Document passage:
:::

Cricket: More Than a Game

Bruce wrote:

12 minutes. 17 deliveries.
That was all it took to crush the hopes and dreams of the Barmy Army.

No sensible England fan had any sort of hopes or dreams for this tour

onewild wrote:
Bruce wrote:

12 minutes. 17 deliveries.
That was all it took to crush the hopes and dreams of the Barmy Army.

No sensible England fan had any sort of hopes or dreams for this tour

Exactly. But there are a lot on non sensible ones singing songs near the guy playing the trumpet that had plenty to say on day 4.

So apparently, not only is Bancroft (Aus) a cheat, but he did so on the instructions of Smith and whichever other dimwits make up Australia's 'leadership group'.

This seems to extend not only to the premeditated supply of implements to change the condition of the ball, but then using walkie-talkies to try to get the hapless Bancroft to shove the offending item down the front of his trousers.

This has been an exceedingly poor series, played in appalling spirit by two teams who are seemingly completely unfamiliar with the laws of the game.

If Smith had any integrity, he'd have resigned already as captain and be awaiting the inevitable suspension that will come his way, because as captain he is deemed to be responsible for the actions of the team. That he has not yet resigned should come as no surprise.

The rest of the (sic) 'leadership group' who came up with this ploy should also receive shorter suspensions. Maybe they could spend the time looking up the word 'leadership'.

They say Test Cricket is on the way out. Behaviour like this partly explains why.

davet010 wrote:

This has been an exceedingly poor series, played in appalling spirit by two teams who are seemingly completely unfamiliar with the laws of the game.

:::

Job: In the cricket forum thread, list every username that appears right before "wrote:". The lines after this text can be left aside.

Data block:
:::

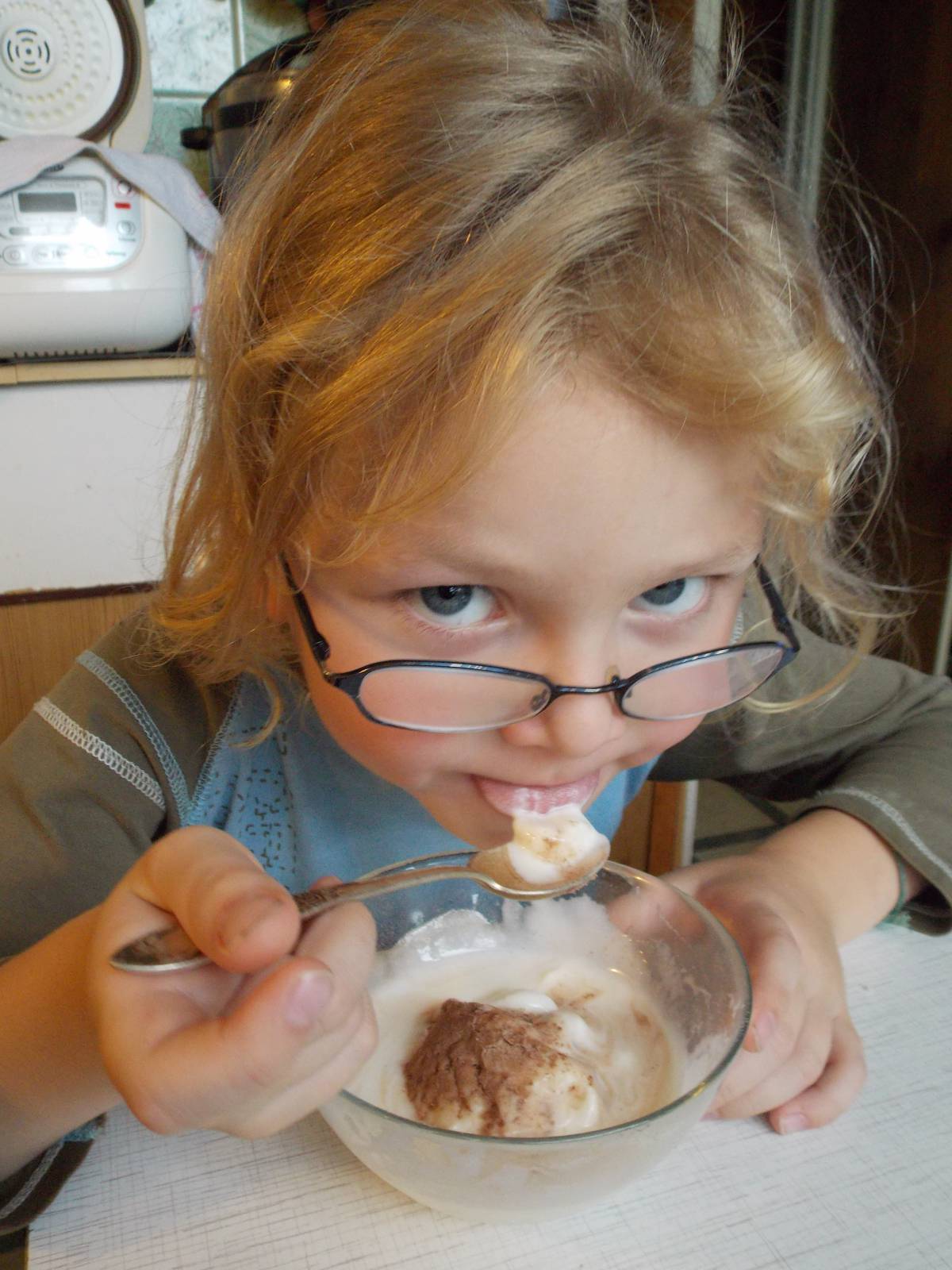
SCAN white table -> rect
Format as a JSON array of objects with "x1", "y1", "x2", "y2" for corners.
[{"x1": 29, "y1": 927, "x2": 952, "y2": 1270}]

:::

Result of this exercise:
Bruce
onewild
davet010